START Supplied records
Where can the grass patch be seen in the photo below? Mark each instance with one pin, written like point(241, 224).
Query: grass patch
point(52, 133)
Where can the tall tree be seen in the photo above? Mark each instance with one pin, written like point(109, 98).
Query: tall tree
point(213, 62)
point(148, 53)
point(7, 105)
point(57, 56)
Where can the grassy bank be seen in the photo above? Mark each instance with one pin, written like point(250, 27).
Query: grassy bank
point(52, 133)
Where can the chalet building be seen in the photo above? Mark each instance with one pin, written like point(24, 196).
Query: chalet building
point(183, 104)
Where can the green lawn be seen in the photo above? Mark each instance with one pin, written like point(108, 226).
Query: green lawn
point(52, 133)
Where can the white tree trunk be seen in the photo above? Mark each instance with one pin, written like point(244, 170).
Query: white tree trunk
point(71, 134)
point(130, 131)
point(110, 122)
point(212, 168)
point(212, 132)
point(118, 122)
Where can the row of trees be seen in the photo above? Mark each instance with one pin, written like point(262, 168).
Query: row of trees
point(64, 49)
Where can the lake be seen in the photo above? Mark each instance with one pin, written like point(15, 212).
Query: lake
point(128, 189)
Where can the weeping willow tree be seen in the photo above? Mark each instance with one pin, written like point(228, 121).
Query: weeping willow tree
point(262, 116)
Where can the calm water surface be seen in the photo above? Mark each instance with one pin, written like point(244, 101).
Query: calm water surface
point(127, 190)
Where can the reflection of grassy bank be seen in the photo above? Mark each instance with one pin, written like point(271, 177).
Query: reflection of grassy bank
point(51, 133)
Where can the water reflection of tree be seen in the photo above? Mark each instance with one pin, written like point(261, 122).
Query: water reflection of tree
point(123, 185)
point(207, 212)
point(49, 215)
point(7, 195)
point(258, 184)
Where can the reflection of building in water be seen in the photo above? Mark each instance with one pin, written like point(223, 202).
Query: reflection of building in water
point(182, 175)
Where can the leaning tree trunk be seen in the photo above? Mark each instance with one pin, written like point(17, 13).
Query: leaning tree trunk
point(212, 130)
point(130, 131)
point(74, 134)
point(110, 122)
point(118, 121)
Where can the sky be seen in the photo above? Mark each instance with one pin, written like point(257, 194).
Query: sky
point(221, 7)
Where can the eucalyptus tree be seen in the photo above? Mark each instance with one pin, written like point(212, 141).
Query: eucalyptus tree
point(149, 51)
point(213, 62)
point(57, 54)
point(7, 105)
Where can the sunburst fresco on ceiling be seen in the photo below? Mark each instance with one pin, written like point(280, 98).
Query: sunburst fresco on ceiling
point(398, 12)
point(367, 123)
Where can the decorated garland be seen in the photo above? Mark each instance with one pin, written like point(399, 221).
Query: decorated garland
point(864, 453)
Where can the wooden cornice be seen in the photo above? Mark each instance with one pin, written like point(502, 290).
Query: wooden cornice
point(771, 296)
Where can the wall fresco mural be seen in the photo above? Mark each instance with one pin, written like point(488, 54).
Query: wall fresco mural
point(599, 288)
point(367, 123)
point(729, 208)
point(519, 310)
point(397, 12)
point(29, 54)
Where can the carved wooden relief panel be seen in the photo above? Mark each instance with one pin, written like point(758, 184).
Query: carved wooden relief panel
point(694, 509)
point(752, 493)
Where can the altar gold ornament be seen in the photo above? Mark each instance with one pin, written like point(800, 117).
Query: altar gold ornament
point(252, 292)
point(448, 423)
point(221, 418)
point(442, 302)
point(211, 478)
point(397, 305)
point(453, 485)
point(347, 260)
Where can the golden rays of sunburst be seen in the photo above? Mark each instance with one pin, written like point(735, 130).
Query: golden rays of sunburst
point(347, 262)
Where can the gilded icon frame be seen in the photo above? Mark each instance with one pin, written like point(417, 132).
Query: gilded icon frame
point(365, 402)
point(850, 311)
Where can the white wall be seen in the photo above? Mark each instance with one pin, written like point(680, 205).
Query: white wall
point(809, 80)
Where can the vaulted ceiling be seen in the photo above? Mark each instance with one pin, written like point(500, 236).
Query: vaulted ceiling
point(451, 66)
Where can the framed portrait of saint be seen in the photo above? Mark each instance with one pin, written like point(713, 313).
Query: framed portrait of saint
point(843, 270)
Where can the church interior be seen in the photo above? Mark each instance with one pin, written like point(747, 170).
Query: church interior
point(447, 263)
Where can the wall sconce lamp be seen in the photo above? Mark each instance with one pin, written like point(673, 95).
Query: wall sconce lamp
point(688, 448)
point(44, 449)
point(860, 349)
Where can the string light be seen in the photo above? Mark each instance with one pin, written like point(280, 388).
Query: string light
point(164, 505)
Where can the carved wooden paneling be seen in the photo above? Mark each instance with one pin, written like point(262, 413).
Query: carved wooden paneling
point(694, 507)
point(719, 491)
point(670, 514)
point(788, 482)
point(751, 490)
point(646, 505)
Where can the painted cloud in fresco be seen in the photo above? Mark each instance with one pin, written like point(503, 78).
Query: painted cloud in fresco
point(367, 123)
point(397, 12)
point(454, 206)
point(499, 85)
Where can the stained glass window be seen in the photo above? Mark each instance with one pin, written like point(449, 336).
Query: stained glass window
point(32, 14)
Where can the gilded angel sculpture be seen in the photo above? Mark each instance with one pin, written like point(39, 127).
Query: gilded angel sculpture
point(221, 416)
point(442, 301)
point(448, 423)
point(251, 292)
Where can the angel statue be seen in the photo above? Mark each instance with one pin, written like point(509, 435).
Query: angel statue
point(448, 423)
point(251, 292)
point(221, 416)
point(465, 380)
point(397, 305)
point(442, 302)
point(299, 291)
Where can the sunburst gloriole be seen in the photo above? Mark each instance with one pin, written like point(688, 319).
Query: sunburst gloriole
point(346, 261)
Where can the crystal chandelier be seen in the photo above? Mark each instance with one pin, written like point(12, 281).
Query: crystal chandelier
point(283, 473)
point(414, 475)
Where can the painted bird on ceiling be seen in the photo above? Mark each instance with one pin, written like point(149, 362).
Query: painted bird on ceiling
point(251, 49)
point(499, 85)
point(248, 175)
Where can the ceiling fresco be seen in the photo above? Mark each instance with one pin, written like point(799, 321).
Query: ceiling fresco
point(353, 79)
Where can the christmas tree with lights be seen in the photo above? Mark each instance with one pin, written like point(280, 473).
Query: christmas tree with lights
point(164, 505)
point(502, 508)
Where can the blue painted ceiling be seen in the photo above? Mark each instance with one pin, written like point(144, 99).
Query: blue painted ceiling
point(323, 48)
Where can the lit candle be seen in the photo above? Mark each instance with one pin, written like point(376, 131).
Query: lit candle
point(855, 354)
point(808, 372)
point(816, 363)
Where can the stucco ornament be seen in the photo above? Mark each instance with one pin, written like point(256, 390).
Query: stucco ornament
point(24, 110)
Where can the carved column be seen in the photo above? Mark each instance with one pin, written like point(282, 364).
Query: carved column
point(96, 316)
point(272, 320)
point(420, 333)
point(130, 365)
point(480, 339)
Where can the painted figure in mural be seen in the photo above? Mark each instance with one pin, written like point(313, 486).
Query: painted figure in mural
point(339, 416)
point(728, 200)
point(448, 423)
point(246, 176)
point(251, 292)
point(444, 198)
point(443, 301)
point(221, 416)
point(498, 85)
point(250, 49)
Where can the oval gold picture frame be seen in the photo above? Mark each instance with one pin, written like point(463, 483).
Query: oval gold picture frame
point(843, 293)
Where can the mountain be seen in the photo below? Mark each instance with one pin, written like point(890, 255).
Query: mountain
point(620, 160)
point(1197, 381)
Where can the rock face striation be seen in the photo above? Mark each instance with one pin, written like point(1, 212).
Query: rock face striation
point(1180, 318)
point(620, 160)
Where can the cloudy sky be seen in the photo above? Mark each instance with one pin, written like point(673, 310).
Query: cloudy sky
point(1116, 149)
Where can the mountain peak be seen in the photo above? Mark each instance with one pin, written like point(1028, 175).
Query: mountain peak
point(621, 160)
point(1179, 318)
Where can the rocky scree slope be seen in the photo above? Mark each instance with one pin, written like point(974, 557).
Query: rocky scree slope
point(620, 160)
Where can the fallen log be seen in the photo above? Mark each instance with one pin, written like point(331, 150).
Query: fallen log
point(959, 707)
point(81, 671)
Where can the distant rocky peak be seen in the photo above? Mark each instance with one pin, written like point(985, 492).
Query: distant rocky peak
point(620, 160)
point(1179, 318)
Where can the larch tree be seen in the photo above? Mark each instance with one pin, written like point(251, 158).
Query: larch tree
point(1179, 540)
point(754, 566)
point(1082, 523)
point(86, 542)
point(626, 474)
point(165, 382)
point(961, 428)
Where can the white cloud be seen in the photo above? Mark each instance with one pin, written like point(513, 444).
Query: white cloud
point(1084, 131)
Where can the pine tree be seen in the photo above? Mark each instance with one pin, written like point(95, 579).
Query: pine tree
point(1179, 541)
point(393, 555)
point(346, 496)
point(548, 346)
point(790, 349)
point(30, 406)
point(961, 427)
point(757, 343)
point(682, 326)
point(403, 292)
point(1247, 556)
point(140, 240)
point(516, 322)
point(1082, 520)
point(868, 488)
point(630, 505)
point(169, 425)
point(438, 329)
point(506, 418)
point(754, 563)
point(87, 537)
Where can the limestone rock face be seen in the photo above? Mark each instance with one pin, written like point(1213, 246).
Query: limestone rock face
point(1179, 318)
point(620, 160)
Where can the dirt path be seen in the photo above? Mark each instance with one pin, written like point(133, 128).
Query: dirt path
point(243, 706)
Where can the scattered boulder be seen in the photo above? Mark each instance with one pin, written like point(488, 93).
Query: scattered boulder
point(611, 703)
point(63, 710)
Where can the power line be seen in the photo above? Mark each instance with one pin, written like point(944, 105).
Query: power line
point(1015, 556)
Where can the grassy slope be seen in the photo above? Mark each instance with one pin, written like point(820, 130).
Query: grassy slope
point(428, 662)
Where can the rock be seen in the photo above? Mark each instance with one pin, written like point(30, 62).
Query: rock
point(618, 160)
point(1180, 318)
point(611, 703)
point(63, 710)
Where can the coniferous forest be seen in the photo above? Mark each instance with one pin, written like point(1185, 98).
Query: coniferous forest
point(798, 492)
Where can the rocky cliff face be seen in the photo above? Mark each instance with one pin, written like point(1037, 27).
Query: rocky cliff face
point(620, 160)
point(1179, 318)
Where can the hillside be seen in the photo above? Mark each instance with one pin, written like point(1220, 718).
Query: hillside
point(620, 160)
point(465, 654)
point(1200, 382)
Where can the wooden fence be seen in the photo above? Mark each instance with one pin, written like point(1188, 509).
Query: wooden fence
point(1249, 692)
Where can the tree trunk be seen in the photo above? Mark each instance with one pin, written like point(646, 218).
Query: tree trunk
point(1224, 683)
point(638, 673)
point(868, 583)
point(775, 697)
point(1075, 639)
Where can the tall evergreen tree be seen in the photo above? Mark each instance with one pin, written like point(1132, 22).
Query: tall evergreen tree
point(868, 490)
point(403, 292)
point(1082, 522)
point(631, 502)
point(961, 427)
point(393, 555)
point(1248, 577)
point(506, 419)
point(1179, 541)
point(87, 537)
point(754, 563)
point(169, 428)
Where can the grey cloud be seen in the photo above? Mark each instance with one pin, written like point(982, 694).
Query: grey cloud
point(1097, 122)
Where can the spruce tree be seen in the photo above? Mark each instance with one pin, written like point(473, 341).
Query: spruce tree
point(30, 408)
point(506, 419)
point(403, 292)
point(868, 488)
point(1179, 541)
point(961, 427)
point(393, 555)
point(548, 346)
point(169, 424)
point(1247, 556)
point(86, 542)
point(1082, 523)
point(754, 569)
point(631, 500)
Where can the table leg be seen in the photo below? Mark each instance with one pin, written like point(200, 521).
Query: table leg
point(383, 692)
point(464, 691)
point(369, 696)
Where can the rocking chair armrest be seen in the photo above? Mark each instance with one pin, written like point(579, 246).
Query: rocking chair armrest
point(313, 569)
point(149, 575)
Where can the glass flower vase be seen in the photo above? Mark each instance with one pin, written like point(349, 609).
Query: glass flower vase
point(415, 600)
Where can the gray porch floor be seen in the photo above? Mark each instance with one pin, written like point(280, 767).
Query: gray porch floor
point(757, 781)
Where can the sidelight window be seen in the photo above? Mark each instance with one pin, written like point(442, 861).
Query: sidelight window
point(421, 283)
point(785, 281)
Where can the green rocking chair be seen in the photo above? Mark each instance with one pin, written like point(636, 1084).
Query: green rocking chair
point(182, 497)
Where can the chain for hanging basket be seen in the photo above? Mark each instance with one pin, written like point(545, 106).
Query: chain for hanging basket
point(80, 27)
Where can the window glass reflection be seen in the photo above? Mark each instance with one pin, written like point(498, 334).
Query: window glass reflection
END Supplied records
Exercise requirements => Scan the lines above for "Query: distant rocky peak" and for "Where can the pine". Repeat exactly the line holding each of them and every line in between.

Answer to this problem =>
Query: distant rocky peak
point(620, 160)
point(1179, 318)
Where can the larch tree be seen in the photo above? Mark each instance with one pin, written like point(251, 158).
Query: larch tree
point(1179, 540)
point(754, 566)
point(1082, 523)
point(86, 542)
point(626, 474)
point(165, 382)
point(961, 428)
Where can the white cloud be seen in the photo above? Mark each instance with one pin, written like point(513, 444).
Query: white cloud
point(1084, 131)
Where can the pine tree be seen in the photo above? Mark each instance with one pin, written like point(95, 579).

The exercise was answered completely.